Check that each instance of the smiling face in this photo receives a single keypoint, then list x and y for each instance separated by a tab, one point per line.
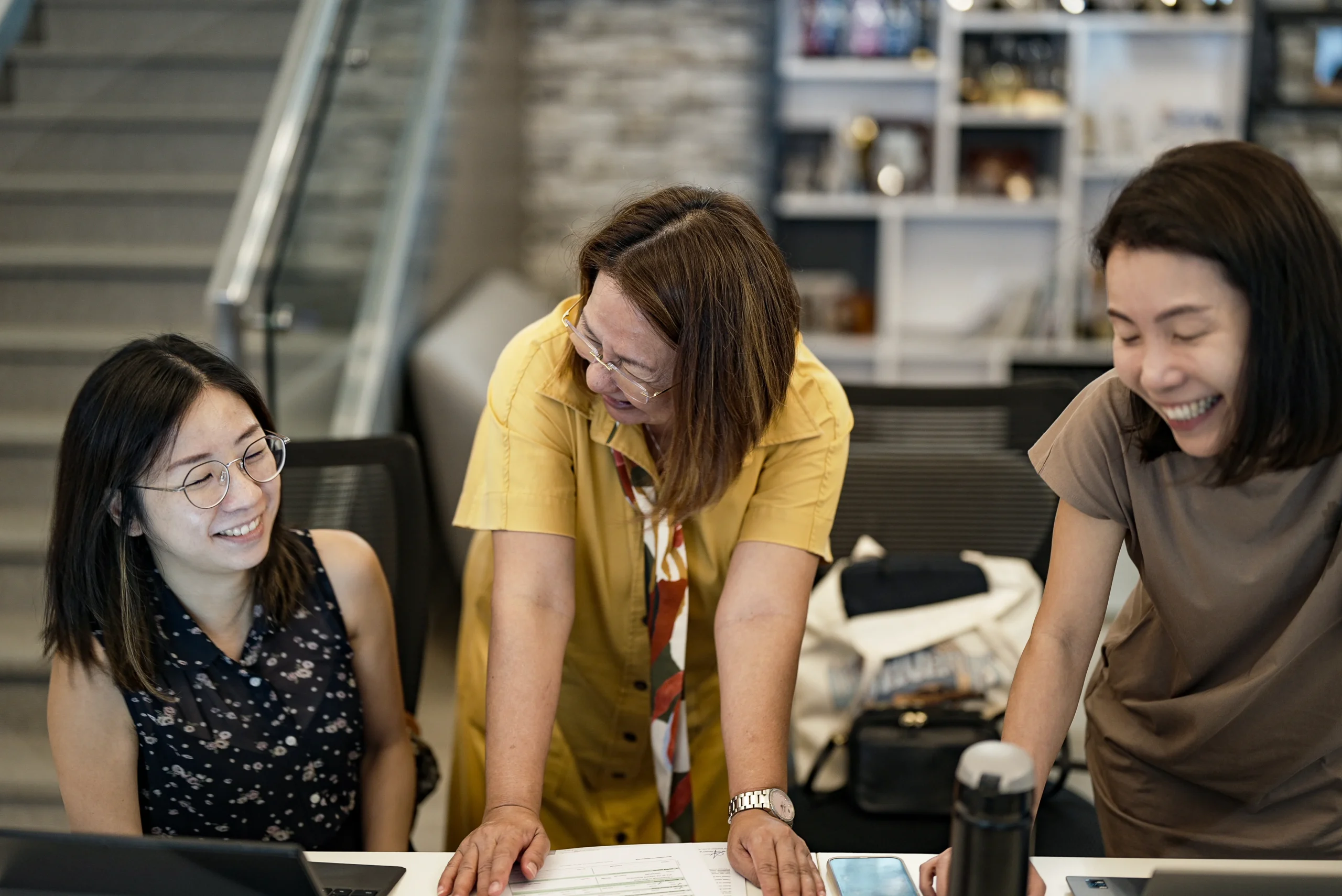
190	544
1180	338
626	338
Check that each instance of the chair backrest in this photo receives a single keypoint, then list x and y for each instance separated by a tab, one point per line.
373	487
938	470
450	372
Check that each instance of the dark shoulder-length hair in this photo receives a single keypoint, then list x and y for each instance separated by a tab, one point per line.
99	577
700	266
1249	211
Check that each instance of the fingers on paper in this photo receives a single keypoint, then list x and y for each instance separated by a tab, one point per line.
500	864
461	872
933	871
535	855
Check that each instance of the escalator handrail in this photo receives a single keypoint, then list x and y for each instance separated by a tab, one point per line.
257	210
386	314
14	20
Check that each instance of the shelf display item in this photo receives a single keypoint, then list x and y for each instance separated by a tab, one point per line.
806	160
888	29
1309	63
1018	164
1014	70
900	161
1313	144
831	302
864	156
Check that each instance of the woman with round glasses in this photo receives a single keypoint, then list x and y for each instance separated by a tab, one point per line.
:::::
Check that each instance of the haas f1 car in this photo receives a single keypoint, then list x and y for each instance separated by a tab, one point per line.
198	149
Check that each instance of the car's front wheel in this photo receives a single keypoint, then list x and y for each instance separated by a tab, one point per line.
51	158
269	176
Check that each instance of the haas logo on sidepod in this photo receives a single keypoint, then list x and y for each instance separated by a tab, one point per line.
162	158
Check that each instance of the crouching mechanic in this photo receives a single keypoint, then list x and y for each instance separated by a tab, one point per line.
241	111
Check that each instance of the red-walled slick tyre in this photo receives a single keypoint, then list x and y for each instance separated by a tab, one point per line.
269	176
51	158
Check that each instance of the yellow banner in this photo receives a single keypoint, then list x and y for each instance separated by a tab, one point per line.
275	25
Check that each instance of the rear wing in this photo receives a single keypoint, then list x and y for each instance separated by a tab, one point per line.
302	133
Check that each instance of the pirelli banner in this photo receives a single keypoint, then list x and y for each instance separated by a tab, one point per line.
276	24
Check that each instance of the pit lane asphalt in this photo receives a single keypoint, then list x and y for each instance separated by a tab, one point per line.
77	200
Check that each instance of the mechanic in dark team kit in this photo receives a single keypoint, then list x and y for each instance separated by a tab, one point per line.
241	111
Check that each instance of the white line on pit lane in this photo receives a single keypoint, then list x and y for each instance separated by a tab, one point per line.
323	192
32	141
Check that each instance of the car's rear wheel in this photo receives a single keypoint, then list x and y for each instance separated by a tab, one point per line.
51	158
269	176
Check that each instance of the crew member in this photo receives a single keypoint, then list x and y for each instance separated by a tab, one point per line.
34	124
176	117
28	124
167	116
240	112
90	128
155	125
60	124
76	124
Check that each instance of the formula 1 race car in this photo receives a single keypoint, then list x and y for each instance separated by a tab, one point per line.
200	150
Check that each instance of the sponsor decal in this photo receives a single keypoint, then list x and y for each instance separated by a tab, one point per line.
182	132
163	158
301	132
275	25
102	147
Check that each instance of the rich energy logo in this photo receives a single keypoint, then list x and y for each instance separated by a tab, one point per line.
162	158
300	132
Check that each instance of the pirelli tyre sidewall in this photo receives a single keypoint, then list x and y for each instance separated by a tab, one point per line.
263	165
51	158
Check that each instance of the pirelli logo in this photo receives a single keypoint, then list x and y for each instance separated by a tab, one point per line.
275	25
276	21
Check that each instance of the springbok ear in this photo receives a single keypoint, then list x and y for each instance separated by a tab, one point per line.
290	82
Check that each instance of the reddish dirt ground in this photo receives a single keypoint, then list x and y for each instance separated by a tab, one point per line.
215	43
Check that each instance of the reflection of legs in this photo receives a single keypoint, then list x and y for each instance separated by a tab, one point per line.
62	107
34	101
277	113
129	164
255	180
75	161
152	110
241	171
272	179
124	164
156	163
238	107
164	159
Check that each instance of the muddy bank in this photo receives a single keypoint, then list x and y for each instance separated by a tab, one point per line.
:::::
■ **BRIEF**:
Print the part of the records above that opens with the line containing "Check that each instance of the smiling" and closes with the line containing "Check that each instance of the woman", reproducing every line exactly and including both end lines. Leave the pictures out of your answer.

■ **THE COMPLETED TASK**:
Check that each instance of the smiling face in this photo receives a single keypoint, then list x and y for each instance separated by a tab, one point per line.
190	544
1180	338
626	338
Check that each instance of the chair backrest in this photo receives a single keypoint, then list x and y for each instance separated by a tab, one point per line.
373	487
938	470
450	372
Check that each instance of the dark shoulder-length hair in this photo receives a single keypoint, then list x and y for each instance separated by a tab, one point per line.
99	577
700	266
1249	211
Check that each instance of the fingers on paper in this photo receives a single keypoint, then list x and y for each instance separated by a tab, one point per line.
500	864
461	872
933	871
535	855
Check that each instance of the escalator handrail in this photo receives a single keypoint, then list x and y for each instance separated by a tab, one point per line.
257	210
386	314
14	20
Check that each instance of the shelf display item in this photo receives a single keypoint, then list x and y for each instance separated by a tab, one point per line.
806	160
888	29
1309	63
1018	164
1014	70
900	161
1313	144
831	302
864	156
Check that each instance of the woman with round glasses in this photo receives a single keypoint, then list x and y for each instance separated by a tab, one point per line.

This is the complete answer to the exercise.